== Work to be completed ==
Which lines in the listing below contain the string "suit", matching upper and lower case? Locate each one and copy it out in full.

☆ ☆ ☆ ☆

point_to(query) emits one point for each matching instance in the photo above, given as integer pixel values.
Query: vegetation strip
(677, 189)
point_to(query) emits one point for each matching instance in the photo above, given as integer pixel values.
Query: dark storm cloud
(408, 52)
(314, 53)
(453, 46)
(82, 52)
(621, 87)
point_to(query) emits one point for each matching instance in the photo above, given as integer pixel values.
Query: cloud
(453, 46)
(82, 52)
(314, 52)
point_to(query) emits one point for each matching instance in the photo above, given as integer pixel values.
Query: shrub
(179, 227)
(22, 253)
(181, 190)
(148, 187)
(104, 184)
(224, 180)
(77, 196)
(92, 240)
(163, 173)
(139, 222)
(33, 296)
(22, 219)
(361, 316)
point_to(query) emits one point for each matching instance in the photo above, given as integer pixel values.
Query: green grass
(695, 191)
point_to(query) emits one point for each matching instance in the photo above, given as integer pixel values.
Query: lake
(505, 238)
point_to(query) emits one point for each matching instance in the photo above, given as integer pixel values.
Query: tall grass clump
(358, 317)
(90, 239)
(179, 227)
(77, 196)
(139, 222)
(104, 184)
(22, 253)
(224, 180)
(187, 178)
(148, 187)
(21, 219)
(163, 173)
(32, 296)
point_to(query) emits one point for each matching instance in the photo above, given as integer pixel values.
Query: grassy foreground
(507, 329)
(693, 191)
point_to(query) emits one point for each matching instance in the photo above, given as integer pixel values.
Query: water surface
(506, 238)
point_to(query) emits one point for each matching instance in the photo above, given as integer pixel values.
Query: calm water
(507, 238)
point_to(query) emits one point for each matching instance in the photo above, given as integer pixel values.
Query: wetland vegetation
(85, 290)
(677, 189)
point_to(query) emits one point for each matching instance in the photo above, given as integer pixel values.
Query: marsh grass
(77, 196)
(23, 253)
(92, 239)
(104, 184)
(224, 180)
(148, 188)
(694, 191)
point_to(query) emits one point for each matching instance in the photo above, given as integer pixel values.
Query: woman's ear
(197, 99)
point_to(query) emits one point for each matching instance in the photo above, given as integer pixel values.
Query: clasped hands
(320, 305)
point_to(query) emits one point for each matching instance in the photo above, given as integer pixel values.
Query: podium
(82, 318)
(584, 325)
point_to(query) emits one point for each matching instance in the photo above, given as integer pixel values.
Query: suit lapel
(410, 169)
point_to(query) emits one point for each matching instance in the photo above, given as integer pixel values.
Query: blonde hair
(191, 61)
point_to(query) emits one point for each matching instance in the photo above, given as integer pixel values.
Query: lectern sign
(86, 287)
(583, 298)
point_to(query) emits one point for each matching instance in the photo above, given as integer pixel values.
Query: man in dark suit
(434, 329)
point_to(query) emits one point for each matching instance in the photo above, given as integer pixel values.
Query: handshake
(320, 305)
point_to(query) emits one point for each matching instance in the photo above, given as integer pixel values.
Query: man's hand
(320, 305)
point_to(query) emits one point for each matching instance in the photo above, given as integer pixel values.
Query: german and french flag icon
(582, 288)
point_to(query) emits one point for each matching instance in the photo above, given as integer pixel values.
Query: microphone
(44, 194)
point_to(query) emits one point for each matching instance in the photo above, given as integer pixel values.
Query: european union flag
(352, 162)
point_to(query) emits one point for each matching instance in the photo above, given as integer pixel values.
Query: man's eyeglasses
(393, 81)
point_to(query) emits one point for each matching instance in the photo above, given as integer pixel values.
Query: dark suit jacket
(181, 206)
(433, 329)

☆ ☆ ☆ ☆

== Exercise output ==
Query: suit lapel
Query: man in dark suit
Query: dark suit jacket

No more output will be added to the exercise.